» **Фрагмент текста**:

——

Старший из них довольно сносно ответил по-русски:.
— Ничего живем. Охота хорошая. Промыслили лося. Рассказывай, кто ты, зачем приехал, чего промышляешь?
Я попытался как можно проще, доходчивее объяснить, что мы экспедиция — это слово они знали, — приехали из Ленинграда, исследуем землю, ищем уголь, красивые камни, а также железо, золото. Составляем карту. Они закивали головами в знак того, что поняли, и почмокали губами.
Хозяйка отложила в сторону ребенка, поднялась, поставила перед нами столик на очень низеньких ножках, на котором удобно есть, сидя на полу, и положила на его середину куски мяса из котла. Все эвенки быстро взяли по большому куску парящего мяса и начали есть. Ели они своеобразно: захватывали край куска ртом и ловким движением ножа снизу (от подбородка) вверх отрезали его и, почти не прожевывая, торопливо проглатывали. Мы были поражены их сноровкой. Ни один из них не задевал ножом ни губ, ни кончика носа. Ели мясо без соли и хлеба. Опасаясь за целость губ и носа, мы не рискнули следовать их примеру и начали есть, отрезая кусочки мяса на столе. Это вызвало добродушные улыбки и короткие реплики эвенков. Очевидно, для них был непривычен такой способ еды.
В это время рабочий поспешно вынул полбутылки разведенного спирта из кармана, попросил кружку и, налив немного, протянул мне. Я отказался. Он передал кружку и бутылку старшему эвенку и, показывая знаками, предложил ему разлить всем.
Старший долил в кружку, выпил и, глядя на бутылку и соизмеряя, чтобы хватило всем, стал наливать небольшими порциями и передавать кружку по кругу. Все неотрывно следили за бутылкой и за очередным пьющим. На долю женщины — ей протянули последней — осталась меньшая порция, но и ее она всю не выпила, остаток осторожно, что-то тихо приговаривая, вылила в костер.

——

» **Данные упражнения**:

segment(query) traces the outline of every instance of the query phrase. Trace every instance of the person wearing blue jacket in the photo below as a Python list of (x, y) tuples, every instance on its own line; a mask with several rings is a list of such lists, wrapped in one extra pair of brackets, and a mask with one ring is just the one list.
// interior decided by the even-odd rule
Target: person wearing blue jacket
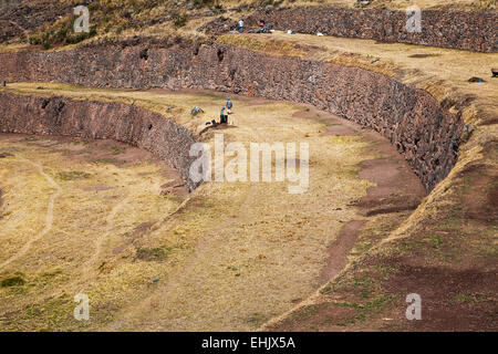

——

» **Вопросы для ответа**:
1. Дословно перепишите из фрагмента текста отрывок от «Старший из них» до «приехал, чего промышляешь?».
2. Без чего эвенки ели мясо, согласно фрагменту текста?
3. Как можно короче перескажите абзац фрагмента текста, начинающийся словами «Хозяйка отложила в сторону ребенка», сохранив главные факты.

» **Ответы по заданиям**:
1.
Старший из них довольно сносно ответил по-русски:.
— Ничего живем. Охота хорошая. Промыслили лося. Рассказывай, кто ты, зачем приехал, чего промышляешь?

2. Без соли и хлеба.

3. Хозяйка поставила низкий столик и выложила на него мясо из котла. Эвенки ели без соли и хлеба: захватывали кусок ртом и ловко отрезали ножом снизу вверх, ни разу не задев губ или носа. Гости не рискнули повторить и резали мясо на столе. Этот непривычный для эвенков способ вызвал у них добродушные улыбки.